The records that follow are to be repeated exactly, with the pictures removed.

Input start

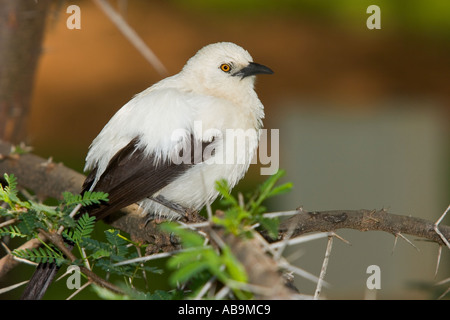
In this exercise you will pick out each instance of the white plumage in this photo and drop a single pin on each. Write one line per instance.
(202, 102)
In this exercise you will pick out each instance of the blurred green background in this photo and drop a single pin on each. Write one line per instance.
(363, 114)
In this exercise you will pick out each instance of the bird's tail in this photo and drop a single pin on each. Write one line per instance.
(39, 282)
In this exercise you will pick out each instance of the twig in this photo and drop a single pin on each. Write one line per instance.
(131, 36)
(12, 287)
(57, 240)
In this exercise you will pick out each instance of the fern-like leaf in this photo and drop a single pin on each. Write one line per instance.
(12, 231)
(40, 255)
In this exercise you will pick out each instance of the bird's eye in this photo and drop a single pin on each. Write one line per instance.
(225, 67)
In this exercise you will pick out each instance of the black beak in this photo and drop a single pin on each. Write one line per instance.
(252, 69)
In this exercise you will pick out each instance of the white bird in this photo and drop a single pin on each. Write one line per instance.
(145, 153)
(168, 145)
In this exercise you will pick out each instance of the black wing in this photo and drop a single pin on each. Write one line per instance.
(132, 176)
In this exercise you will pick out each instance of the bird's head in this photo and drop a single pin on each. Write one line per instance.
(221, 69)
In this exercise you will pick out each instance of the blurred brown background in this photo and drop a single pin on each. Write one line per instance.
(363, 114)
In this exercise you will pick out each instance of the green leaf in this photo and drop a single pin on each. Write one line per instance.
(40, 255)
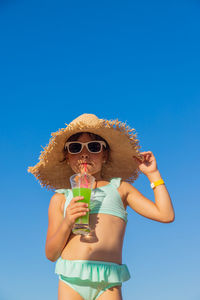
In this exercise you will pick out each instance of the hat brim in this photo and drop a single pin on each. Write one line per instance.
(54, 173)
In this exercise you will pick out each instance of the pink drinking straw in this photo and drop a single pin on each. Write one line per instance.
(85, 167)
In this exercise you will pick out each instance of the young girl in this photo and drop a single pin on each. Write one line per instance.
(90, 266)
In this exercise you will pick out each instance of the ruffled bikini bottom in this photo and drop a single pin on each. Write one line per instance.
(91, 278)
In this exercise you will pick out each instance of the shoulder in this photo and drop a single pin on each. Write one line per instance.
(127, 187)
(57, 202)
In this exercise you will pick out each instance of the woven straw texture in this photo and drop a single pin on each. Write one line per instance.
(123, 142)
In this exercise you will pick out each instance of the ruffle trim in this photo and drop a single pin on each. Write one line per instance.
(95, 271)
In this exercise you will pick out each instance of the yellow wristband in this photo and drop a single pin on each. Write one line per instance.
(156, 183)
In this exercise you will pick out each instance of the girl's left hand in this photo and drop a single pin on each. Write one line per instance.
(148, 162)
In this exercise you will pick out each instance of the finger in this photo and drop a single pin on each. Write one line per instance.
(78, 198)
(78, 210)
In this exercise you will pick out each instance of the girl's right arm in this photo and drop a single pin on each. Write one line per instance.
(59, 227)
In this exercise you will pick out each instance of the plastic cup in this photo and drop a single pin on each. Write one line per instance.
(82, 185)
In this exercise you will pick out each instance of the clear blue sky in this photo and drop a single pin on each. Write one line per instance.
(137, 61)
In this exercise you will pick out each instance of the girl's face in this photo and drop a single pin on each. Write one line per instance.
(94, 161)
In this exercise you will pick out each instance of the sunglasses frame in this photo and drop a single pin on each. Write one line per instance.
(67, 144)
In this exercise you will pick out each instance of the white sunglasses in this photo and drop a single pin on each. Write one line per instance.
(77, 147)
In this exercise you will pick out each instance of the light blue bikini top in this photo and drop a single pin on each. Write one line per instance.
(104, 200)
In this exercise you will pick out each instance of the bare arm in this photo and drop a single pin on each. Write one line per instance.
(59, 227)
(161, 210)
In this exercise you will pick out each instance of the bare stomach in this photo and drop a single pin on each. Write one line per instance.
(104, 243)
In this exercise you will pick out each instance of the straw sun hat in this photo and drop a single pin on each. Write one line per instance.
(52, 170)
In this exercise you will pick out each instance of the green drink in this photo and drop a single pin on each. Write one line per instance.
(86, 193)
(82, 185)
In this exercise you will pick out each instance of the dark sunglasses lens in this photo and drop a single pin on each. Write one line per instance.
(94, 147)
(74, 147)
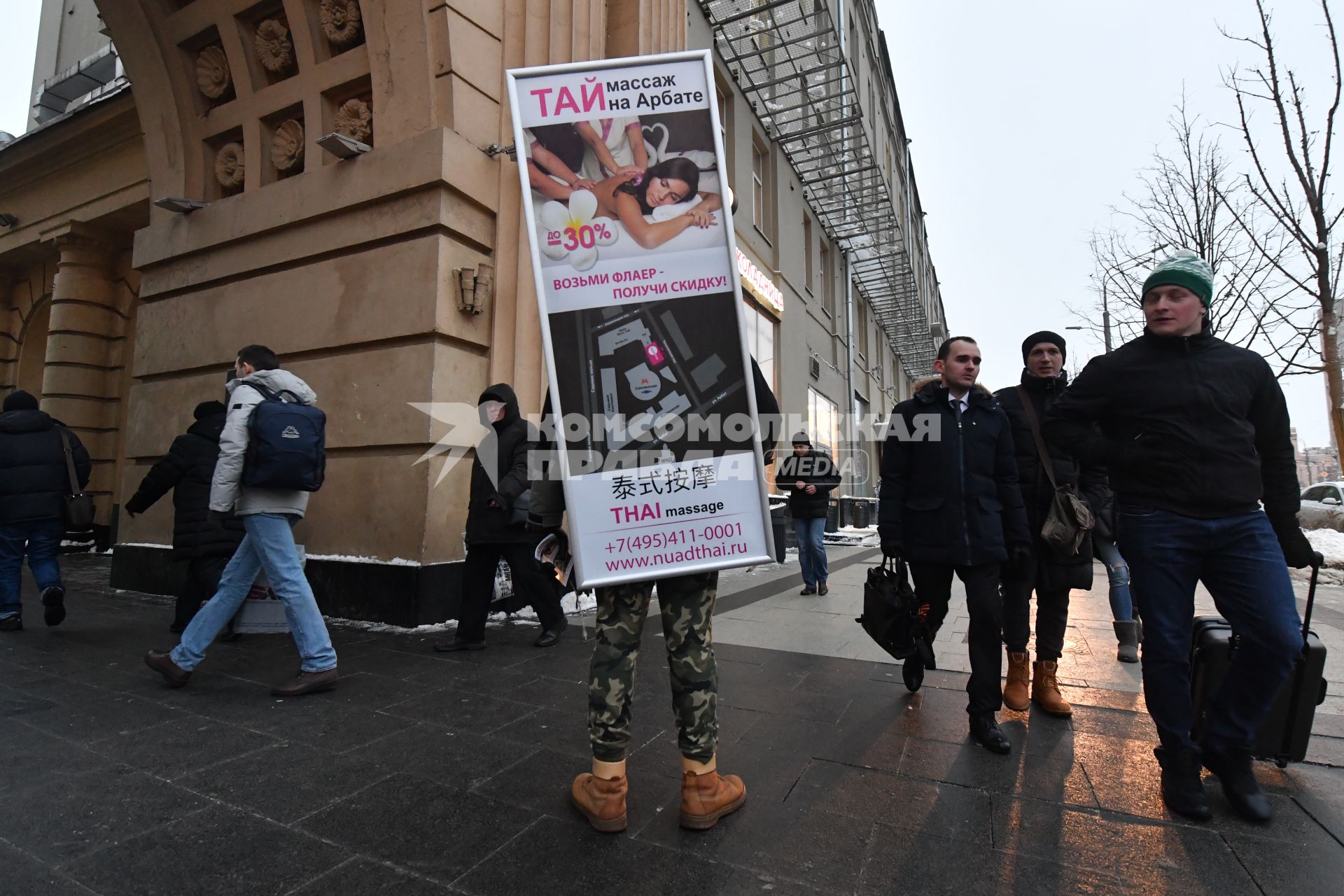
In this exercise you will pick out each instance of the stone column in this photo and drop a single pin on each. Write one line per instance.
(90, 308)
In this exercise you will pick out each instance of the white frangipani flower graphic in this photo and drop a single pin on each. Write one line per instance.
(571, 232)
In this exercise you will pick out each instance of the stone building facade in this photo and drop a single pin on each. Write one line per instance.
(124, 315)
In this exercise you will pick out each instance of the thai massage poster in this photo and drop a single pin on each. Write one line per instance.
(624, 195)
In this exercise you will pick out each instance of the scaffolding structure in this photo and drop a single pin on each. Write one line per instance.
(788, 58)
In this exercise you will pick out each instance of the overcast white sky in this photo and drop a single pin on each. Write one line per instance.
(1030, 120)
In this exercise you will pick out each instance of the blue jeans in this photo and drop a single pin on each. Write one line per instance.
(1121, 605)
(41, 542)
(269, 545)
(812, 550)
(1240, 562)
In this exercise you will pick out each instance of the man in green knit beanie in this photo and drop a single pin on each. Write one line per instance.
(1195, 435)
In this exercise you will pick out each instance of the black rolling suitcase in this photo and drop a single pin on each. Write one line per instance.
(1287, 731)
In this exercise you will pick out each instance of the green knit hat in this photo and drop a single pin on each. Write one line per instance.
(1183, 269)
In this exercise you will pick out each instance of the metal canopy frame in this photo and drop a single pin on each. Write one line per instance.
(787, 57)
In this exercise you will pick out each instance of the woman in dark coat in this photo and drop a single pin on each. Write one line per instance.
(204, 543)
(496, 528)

Input end

• [Written solution]:
In this exercise you will pick out each instance of the white plumage in this photo and drop a single pin on each. Write one line per instance.
(202, 102)
In this exercise you will pick out each instance of the blurred green background in this photo and drop a single pin on each. Write one line per instance.
(363, 114)
In this exercise you will pick out each instance of the bird's tail in this photo and drop a single pin on each. Write one line per instance.
(39, 282)
In this exercise you will pick out each instance of the twig in this photo and drop a single pin on each. Write one line per instance.
(131, 36)
(12, 287)
(57, 240)
In this exercise you will pick out each instance of the fern-like leaf in this photo and drop a single pin on each. Write one line per instance.
(12, 231)
(40, 255)
In this exercise you will pick out each instance of the bird's eye in this photo and drop a single pin on each. Write one line per instance.
(225, 67)
In this exercise you will pick out each instance of the black beak in this photo and drop a single pin on each. Write one line per instance.
(252, 69)
In this exercise you will pick out each instance of the white bird in this photo and drop a single pin on each. Write one line per instance.
(145, 153)
(168, 145)
In this exercise you will pick out each instance of the black wing in this photo and drop a single pin on each. Write one line per instance.
(132, 176)
In this exercise you will pick out each instance of the bird's head in this photo and drop a single pin on each. Write one line per instance.
(221, 69)
In this exercise you will pick out each instance of the blurred brown background in this photo and drop a single pin on each. Write one line per instance.
(363, 114)
In this exercise you will pick out each instance of the green leaf in this photo and drop a single pin on each. Write one line per instance.
(40, 255)
In this exercise you will pick out each instance of the hat brim in this photo and drop a single pin on each. Write one line per instance.
(54, 173)
In this exercise you will pick out each instance of the pink drinking straw in this photo and drop a single pin on each. Write one line per instance.
(85, 167)
In this exercise you will pick out each instance of the young girl in this photo and drop a single pin on each. Write one line per instance.
(90, 266)
In this exercise you will pick out each instance of the ruffled bikini bottom in this photo and drop a single pin on each. Write one line per instance.
(91, 278)
In this exercise you will pick out each instance of the shoulder in this photo and drop a single pin on each. Write one line per instance.
(127, 187)
(57, 202)
In this exercise you will pick out each instance of the woven straw texture in this photo and drop a single pin on each. Write one line per instance.
(123, 142)
In this exercise you will pick out each instance of the ruffle trim in this photo and drop a single pin on each. Write one line per instance.
(95, 271)
In this exercise you will pick out each instance of the yellow wristband in this photo and drop a single pin on each. Write one line per instance.
(156, 183)
In this exercise you will pick out each instance of the girl's left hand in this photo and drop a single pin on each. Write one line per instance.
(148, 162)
In this exercise you will pick out each instance of the finger in this photo and drop a single pin on each. Write one line per instance.
(78, 198)
(78, 210)
In this exercise you will pick out each instance of the girl's right arm in this photo and drop a single pin on each. Write one line per instance.
(59, 227)
In this exercise you will pick out each instance of the plastic cup in this photo and drop a single pin on each. Write one line per instance.
(82, 185)
In this exercise you will pick out each instance of the clear blue sky in this photo and drop a single pin on each. Write one line per instance.
(137, 61)
In this exercise you will pick out each instance of the girl's face in this photo and drop a single pin on each. Write one line per instance.
(94, 161)
In this exercise you will pick out each instance of the sunglasses frame in this photo and drop a single pin on each. Write one line per instance.
(67, 144)
In this exercise you will pick out each instance of the white sunglasses in this photo and drop a single pin on each. Write one line per instance.
(77, 147)
In this exercise you will pick out each instance of the light blue bikini top in this photo and drop a single pin on each. Write one line per instance.
(104, 200)
In this exercise you will pick out each instance of the bare arm in this photo and drop a single pin on each. Write one line per instance.
(59, 227)
(161, 210)
In this exercise you will pick out each instance of the bare stomach in this photo and drop a single pin on each. Write one line per instance.
(104, 243)
In this exercise you will pick out each instance of the straw sun hat in this photo and drop a single pin on each. Write one line per instance.
(52, 170)
In this exercise you will pick out each instance of the green drink in this photo and drop a single pin on each. Write one line per instance.
(86, 193)
(82, 185)
In this exercise you will pick out each instance of the dark sunglasses lens in this photo and drop a single pin on each. Write one line per instance.
(94, 147)
(74, 147)
In this exercise you will pick out each instance of the stone column in this photo and drop a single pin on each. Write one line per instance.
(90, 308)
In this exercise you will pick out each instance of the white frangipani flower graphic in this photo and drop a single pin on each. Write one line per instance.
(571, 232)
In this exercise you will pick out each instance of the stone building facade in this photo and drop a single pin on each. Write one line per instance.
(124, 315)
In this exercise you will pick out each instance of the thai massage poster in this photo and drop a single pin on each. Write one line per instance.
(624, 195)
In this exercise you will pick out each instance of the scaffolding structure in this photo and drop a single pin on each. Write one line per instance.
(788, 58)
In this exercise you will pick out each instance of the overcast white sky in this photo and drop a single pin on each. Write one line per instance.
(1030, 120)
In this exercise you will pick out each instance of the blue jeans in this photo and drop a single pin on each. Write one line per instance.
(1121, 605)
(41, 542)
(269, 545)
(812, 550)
(1240, 562)
In this exercise you will pick out each instance of the man in green knit beanie in this photo and drop a single pin on each. Write one line per instance.
(1195, 435)
In this exercise you will pick out each instance of the black rolling suitcase in this photo and drop a single pin on each. Write one line per instance.
(1287, 731)
In this exercise you will pick out each instance of the green knit hat in this photo and drop a single pin on each. Write one line per instance.
(1183, 269)
In this exercise you will pick out each instance of the metal canopy frame in this photo and drop a single pin on each. Write one line per instance.
(787, 57)
In this exercise you will pick out each instance of the woman in dark coat in this photo and drop a single pin on each. Write one line per instance.
(204, 543)
(496, 528)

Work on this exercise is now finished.